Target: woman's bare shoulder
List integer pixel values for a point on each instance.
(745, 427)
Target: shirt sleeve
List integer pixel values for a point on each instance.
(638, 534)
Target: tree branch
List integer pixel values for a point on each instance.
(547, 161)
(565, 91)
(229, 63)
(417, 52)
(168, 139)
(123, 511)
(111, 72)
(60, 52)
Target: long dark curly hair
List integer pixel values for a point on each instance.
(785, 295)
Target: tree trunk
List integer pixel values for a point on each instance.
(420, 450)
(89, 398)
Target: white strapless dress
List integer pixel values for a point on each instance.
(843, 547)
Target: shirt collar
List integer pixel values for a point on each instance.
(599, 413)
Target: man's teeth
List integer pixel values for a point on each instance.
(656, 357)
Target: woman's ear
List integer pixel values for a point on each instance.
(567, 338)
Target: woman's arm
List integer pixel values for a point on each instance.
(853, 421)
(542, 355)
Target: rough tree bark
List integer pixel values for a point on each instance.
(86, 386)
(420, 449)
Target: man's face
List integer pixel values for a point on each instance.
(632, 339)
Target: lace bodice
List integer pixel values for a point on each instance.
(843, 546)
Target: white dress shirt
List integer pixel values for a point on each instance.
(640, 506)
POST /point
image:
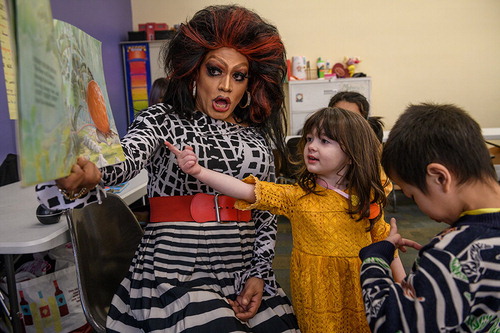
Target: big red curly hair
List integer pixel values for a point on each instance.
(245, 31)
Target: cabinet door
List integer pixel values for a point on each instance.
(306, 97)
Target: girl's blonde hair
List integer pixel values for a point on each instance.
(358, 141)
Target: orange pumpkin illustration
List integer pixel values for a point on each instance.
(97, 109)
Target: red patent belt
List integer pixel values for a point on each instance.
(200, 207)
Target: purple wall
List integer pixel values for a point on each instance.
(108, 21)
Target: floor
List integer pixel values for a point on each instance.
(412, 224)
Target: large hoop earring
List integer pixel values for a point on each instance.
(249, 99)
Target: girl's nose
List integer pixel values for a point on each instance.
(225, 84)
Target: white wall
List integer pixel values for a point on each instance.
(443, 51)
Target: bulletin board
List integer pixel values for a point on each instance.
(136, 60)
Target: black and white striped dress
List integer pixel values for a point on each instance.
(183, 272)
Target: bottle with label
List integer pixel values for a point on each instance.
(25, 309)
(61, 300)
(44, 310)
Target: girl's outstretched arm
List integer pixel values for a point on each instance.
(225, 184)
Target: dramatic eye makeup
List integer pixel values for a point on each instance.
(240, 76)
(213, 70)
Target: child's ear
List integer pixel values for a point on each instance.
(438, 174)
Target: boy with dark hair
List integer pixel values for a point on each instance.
___
• [What the task asks]
Reproduce the entries verbatim, starting at the line that contains "Target: girl's outstretched arm" and ending with the final line of the entries.

• [Task solution]
Target: girl's outstretched arm
List integer pixel values for a point on each instance.
(225, 184)
Target: dramatic eye makeup
List integer pixel values for a point on each instance.
(240, 76)
(213, 70)
Target: child's ear
List integer pixel values for a point on each instance.
(438, 174)
Target: boy with dark hair
List integer pixel values for a point on each instance.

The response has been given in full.